▸ **EXERCISE PROMPT**: Exactly reproduce the line containing "the man's hand" and all later lines to the end of the entries, leaving the pictures out of your copy.

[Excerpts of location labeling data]
################

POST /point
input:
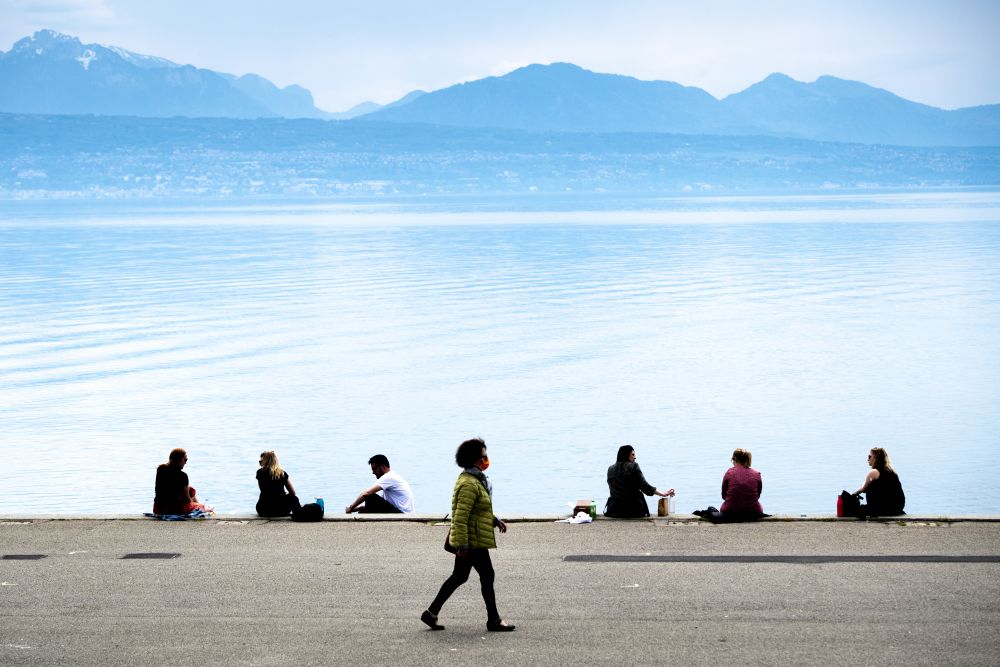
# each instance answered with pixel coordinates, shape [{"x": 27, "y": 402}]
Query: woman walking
[{"x": 471, "y": 534}]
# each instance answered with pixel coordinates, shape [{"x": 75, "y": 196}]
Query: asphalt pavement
[{"x": 667, "y": 591}]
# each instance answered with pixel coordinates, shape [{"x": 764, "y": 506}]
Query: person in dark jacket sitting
[
  {"x": 627, "y": 485},
  {"x": 173, "y": 494},
  {"x": 883, "y": 492},
  {"x": 273, "y": 481}
]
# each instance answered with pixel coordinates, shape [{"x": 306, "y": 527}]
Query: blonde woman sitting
[{"x": 273, "y": 481}]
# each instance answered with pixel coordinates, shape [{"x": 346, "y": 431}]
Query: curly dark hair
[{"x": 469, "y": 452}]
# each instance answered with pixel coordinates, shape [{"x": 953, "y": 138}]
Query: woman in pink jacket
[{"x": 741, "y": 487}]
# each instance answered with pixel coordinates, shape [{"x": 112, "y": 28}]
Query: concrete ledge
[{"x": 518, "y": 518}]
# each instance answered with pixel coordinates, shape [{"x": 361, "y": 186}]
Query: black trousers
[{"x": 479, "y": 559}]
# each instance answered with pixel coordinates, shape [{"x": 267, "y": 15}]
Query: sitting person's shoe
[
  {"x": 431, "y": 620},
  {"x": 499, "y": 626}
]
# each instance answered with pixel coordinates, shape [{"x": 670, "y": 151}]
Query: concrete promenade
[{"x": 244, "y": 591}]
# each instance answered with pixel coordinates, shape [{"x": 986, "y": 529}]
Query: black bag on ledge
[
  {"x": 308, "y": 512},
  {"x": 849, "y": 505}
]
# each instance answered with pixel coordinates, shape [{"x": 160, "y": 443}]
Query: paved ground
[{"x": 278, "y": 593}]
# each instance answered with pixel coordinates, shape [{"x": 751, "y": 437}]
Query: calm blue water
[{"x": 806, "y": 330}]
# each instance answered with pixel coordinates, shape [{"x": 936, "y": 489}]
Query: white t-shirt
[{"x": 396, "y": 491}]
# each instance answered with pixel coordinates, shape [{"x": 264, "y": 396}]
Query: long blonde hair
[
  {"x": 881, "y": 459},
  {"x": 269, "y": 460}
]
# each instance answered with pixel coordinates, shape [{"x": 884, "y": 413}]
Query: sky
[{"x": 939, "y": 52}]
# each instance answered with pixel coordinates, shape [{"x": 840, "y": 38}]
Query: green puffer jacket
[{"x": 472, "y": 518}]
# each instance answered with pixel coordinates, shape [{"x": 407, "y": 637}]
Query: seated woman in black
[
  {"x": 626, "y": 485},
  {"x": 273, "y": 481},
  {"x": 173, "y": 493},
  {"x": 882, "y": 489}
]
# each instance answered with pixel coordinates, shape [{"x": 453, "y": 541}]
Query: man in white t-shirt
[{"x": 396, "y": 495}]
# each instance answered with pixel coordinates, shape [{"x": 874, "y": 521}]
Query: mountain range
[
  {"x": 51, "y": 73},
  {"x": 564, "y": 97}
]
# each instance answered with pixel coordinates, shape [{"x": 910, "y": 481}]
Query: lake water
[{"x": 805, "y": 329}]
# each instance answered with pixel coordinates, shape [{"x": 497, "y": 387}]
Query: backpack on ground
[{"x": 308, "y": 512}]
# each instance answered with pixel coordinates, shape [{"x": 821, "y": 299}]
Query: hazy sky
[{"x": 940, "y": 52}]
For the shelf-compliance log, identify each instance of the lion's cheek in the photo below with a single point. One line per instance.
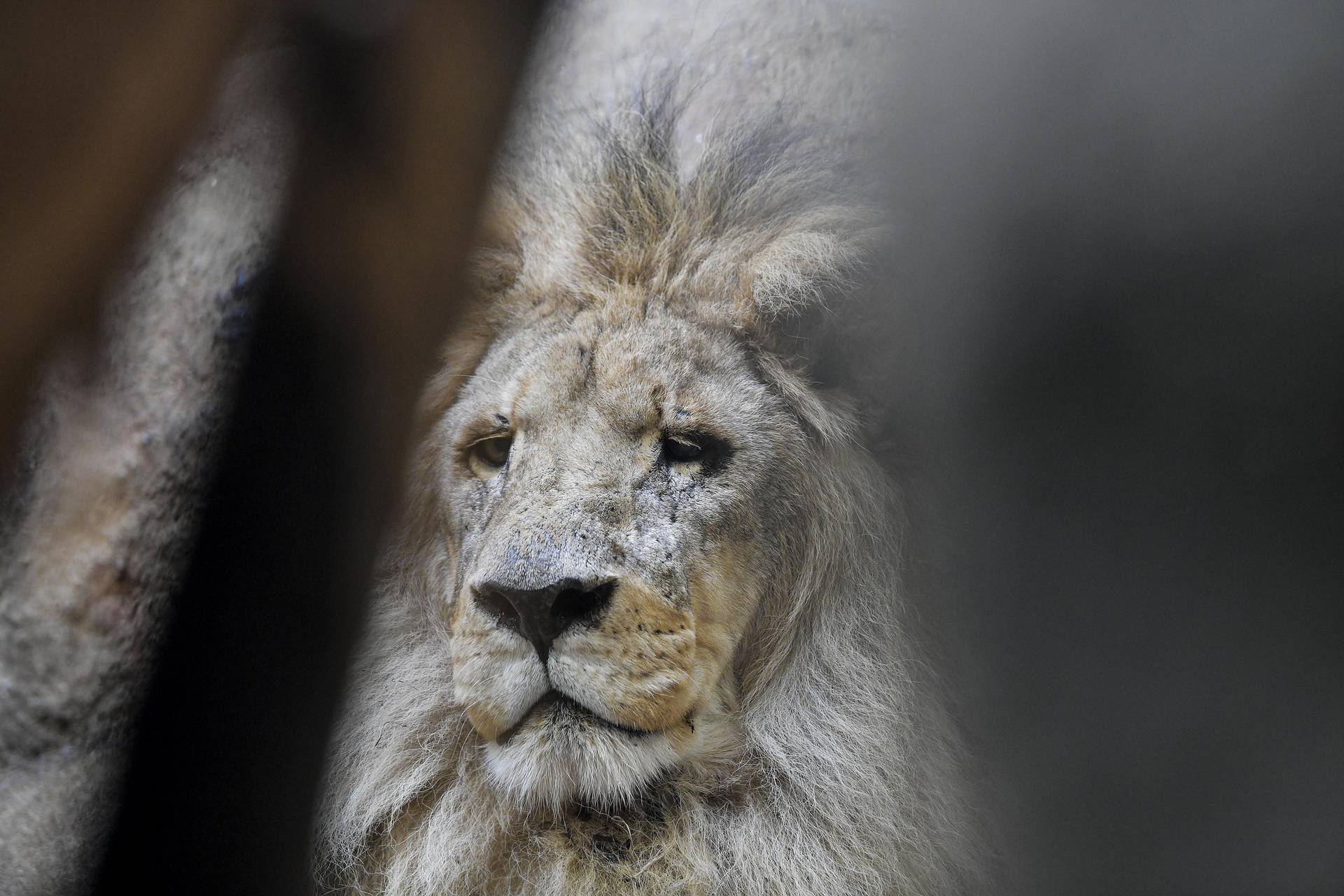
(636, 668)
(496, 676)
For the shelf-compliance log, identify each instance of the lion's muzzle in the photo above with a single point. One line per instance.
(543, 614)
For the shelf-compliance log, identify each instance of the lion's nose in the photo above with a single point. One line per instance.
(542, 614)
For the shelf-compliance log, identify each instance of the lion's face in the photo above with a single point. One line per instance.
(604, 480)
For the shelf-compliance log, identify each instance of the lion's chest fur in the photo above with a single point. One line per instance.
(645, 848)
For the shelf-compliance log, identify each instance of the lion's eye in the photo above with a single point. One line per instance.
(488, 456)
(680, 450)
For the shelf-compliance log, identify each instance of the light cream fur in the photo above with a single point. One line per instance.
(757, 633)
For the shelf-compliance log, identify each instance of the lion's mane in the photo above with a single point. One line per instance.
(844, 777)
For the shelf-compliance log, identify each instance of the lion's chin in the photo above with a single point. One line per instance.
(562, 752)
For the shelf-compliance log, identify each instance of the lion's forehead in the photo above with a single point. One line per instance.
(626, 372)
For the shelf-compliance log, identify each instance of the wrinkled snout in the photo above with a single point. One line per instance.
(543, 614)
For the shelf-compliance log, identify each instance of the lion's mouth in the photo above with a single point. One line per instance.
(564, 711)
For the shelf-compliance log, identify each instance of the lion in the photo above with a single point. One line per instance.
(643, 630)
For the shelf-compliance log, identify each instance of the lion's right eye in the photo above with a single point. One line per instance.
(488, 456)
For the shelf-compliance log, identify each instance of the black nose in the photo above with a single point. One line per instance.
(542, 614)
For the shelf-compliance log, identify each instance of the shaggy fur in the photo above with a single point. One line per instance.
(812, 757)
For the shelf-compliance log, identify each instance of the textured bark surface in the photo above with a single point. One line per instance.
(101, 514)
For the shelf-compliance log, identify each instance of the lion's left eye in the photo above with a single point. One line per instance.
(682, 450)
(489, 456)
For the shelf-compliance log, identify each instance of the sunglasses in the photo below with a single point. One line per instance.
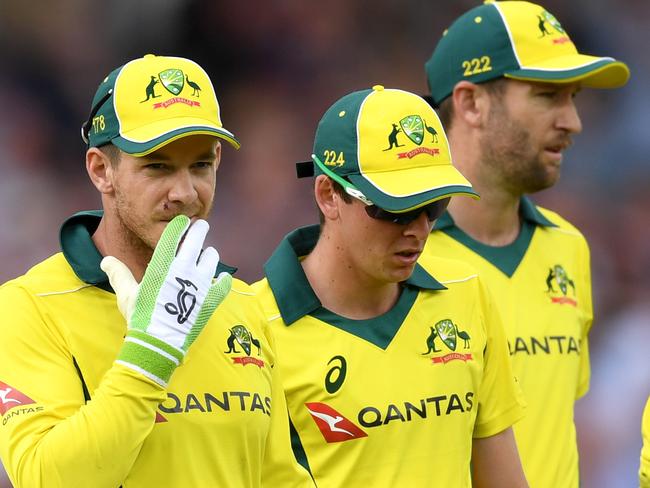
(433, 210)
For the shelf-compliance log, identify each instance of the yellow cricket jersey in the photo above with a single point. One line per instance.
(542, 286)
(71, 417)
(644, 470)
(394, 400)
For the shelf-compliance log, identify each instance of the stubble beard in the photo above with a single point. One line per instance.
(508, 154)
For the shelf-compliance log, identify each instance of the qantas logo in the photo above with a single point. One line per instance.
(334, 426)
(10, 398)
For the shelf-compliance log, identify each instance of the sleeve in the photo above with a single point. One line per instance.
(644, 470)
(49, 436)
(280, 465)
(588, 314)
(500, 399)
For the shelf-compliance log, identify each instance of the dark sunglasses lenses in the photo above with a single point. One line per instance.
(433, 210)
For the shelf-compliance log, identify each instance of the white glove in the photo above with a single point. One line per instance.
(166, 312)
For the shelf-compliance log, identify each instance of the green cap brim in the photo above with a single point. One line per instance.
(590, 71)
(143, 148)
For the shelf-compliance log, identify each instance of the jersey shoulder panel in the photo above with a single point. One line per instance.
(561, 223)
(53, 275)
(447, 270)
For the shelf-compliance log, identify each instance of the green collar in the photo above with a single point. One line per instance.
(505, 258)
(81, 253)
(290, 287)
(527, 210)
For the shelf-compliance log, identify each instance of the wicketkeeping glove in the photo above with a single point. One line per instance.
(166, 312)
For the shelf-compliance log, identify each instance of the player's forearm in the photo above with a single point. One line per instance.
(95, 446)
(496, 463)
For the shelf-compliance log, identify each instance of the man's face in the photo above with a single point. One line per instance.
(178, 178)
(377, 251)
(528, 127)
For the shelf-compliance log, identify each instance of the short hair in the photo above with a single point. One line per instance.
(338, 188)
(112, 152)
(445, 110)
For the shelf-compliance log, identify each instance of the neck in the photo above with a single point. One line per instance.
(110, 239)
(494, 218)
(344, 289)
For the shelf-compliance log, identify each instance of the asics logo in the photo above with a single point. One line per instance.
(185, 301)
(331, 421)
(334, 426)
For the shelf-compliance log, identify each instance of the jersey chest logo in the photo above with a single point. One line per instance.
(450, 336)
(334, 426)
(241, 336)
(557, 286)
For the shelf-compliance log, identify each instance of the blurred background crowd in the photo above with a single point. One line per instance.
(277, 66)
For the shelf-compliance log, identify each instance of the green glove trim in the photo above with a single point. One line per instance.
(150, 362)
(156, 272)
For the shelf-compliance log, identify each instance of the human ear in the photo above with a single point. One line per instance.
(100, 170)
(470, 103)
(326, 197)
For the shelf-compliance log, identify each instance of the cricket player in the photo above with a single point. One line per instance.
(504, 77)
(116, 369)
(395, 375)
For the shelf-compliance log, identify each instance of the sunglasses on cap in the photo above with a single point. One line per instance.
(433, 210)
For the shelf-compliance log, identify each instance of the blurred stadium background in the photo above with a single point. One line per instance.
(277, 66)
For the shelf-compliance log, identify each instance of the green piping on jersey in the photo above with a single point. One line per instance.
(296, 446)
(505, 258)
(295, 297)
(79, 249)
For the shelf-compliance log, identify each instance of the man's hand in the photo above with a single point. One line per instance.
(166, 312)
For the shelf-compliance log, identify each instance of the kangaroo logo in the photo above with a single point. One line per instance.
(194, 86)
(185, 301)
(558, 274)
(240, 335)
(432, 131)
(173, 80)
(150, 89)
(392, 138)
(413, 128)
(431, 342)
(547, 17)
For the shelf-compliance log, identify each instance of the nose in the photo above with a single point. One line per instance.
(182, 189)
(568, 119)
(419, 228)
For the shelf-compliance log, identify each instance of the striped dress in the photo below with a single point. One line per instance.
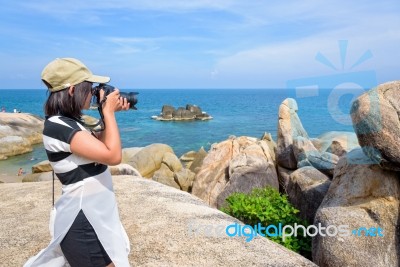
(86, 186)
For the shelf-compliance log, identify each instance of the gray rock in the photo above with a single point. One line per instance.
(234, 165)
(166, 227)
(338, 143)
(191, 112)
(324, 162)
(283, 178)
(360, 195)
(306, 189)
(149, 159)
(375, 116)
(18, 132)
(43, 166)
(184, 178)
(289, 127)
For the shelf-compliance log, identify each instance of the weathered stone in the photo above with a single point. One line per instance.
(148, 159)
(302, 147)
(283, 178)
(172, 162)
(306, 189)
(360, 196)
(39, 177)
(18, 132)
(129, 153)
(338, 143)
(43, 166)
(166, 227)
(289, 127)
(165, 176)
(375, 116)
(324, 162)
(122, 169)
(191, 112)
(235, 165)
(184, 178)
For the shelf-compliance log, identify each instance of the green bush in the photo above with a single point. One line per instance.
(268, 207)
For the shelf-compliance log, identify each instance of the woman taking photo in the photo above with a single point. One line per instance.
(87, 228)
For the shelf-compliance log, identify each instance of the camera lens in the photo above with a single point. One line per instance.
(131, 98)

################

▸ **TASK RESPONSE**:
For the shelf-compliance log, identify each instance of the man's hand in the photo above with a single point. One line per instance.
(166, 312)
For the shelf-compliance log, identify each instance of the kangaroo logo in the photo above with a single point. One line per instance.
(194, 86)
(185, 301)
(558, 274)
(240, 335)
(432, 131)
(173, 80)
(150, 89)
(392, 138)
(413, 128)
(431, 342)
(547, 17)
For the shelf-compliance log, identify each instance of the nose in the photo above with a single point. One line per instance.
(182, 189)
(568, 119)
(419, 228)
For the shelf-compliance log, identify each instance of the striped dress in the photo below with a single point. One line per instance.
(86, 186)
For the shelf-compliance log, identify each instance of the gray rock in the photo above with a single point. One line per instance.
(234, 165)
(166, 227)
(338, 143)
(191, 112)
(324, 162)
(283, 178)
(360, 195)
(306, 189)
(149, 159)
(375, 116)
(18, 132)
(43, 166)
(184, 178)
(289, 127)
For the shelf-compliance log, identify each instance of the weathered stone in the photo above with a single point. One line per instance.
(148, 159)
(302, 147)
(283, 178)
(172, 162)
(306, 189)
(360, 196)
(39, 177)
(18, 132)
(129, 153)
(338, 143)
(43, 166)
(166, 227)
(289, 127)
(165, 176)
(375, 116)
(324, 162)
(122, 169)
(191, 112)
(235, 165)
(184, 178)
For the shelf-compliance log, identify each instance of the green bush in the photo above with a single point. One line per instance.
(268, 207)
For the shelf-compliance log, identify each instance of the woman taking photo in the photo above with a single point. One line per instance.
(87, 228)
For the shelf-compliance log, identify each instance of the camera lens in the photo above with a single point. One line per instance.
(131, 98)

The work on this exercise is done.